• [Action item] Compute how many lines in the entries below contain "seated", and output nothing but the number.
----- Source data
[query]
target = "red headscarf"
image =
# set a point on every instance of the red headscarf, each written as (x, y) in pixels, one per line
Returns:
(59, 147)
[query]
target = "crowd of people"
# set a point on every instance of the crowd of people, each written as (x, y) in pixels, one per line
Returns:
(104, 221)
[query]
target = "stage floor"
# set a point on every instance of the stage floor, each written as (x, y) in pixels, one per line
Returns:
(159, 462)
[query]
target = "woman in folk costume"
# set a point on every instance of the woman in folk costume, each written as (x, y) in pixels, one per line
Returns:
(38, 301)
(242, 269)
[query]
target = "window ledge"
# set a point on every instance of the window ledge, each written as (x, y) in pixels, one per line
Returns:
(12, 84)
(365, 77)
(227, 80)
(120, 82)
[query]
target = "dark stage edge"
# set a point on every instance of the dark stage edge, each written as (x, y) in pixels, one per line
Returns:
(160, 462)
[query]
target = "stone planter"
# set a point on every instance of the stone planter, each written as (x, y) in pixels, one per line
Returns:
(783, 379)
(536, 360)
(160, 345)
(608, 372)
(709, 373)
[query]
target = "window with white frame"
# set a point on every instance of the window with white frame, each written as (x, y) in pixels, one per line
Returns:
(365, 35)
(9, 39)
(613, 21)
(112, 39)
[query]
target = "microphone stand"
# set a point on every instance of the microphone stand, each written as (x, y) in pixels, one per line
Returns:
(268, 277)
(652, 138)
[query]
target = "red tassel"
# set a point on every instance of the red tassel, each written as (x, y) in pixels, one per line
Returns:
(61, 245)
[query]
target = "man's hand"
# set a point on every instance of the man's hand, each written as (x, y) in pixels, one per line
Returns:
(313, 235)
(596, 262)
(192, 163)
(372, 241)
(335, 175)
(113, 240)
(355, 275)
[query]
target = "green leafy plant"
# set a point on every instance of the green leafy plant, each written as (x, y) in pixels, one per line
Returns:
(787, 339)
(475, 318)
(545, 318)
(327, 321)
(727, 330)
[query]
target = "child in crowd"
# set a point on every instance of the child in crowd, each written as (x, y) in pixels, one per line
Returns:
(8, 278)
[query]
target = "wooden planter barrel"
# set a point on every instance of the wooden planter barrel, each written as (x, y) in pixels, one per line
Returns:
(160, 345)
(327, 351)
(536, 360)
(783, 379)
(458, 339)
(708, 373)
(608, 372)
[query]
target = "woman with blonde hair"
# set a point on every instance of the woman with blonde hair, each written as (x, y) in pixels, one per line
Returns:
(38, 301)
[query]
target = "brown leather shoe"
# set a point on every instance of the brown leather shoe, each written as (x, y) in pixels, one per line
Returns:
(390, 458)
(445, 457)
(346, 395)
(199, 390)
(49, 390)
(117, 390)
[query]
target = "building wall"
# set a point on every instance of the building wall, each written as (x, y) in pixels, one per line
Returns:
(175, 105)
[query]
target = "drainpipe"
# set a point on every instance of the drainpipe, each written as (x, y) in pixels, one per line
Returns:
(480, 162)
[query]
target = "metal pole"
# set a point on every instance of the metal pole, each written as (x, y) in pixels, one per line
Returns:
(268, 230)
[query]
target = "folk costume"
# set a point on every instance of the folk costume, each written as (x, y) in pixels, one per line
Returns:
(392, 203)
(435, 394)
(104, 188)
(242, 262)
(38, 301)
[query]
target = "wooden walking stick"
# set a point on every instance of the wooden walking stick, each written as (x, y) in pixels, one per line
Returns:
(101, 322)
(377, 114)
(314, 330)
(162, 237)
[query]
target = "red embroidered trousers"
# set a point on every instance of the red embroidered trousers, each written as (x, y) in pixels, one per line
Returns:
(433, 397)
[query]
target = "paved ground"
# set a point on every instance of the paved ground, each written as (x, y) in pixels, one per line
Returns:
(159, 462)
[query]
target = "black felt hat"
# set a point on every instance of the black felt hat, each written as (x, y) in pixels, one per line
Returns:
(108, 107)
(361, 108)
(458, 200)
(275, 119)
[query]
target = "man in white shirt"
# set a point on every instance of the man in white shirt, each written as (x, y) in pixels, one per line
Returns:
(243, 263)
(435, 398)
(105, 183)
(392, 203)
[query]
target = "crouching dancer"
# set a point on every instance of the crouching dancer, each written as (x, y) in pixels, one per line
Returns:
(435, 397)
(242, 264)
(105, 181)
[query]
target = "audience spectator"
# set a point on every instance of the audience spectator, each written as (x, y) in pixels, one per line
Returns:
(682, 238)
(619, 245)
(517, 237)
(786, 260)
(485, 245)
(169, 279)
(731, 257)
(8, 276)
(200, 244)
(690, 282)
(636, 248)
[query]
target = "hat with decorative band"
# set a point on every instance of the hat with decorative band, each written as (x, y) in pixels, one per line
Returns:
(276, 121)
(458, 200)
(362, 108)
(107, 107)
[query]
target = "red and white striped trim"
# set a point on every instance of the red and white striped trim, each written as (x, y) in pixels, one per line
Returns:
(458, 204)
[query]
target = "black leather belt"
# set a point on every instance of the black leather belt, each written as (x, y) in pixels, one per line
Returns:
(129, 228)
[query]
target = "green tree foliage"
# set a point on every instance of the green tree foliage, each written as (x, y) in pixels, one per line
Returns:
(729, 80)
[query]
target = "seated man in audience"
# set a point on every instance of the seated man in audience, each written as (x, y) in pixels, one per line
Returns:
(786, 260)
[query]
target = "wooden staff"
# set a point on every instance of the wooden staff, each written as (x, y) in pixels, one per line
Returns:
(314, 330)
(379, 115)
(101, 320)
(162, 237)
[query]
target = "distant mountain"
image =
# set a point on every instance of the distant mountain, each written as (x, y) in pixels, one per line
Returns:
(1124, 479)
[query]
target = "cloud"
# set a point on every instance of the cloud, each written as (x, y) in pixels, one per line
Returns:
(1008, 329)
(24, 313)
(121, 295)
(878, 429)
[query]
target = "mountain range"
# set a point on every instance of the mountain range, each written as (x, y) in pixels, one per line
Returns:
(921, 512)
----------
• [Exercise solution] 2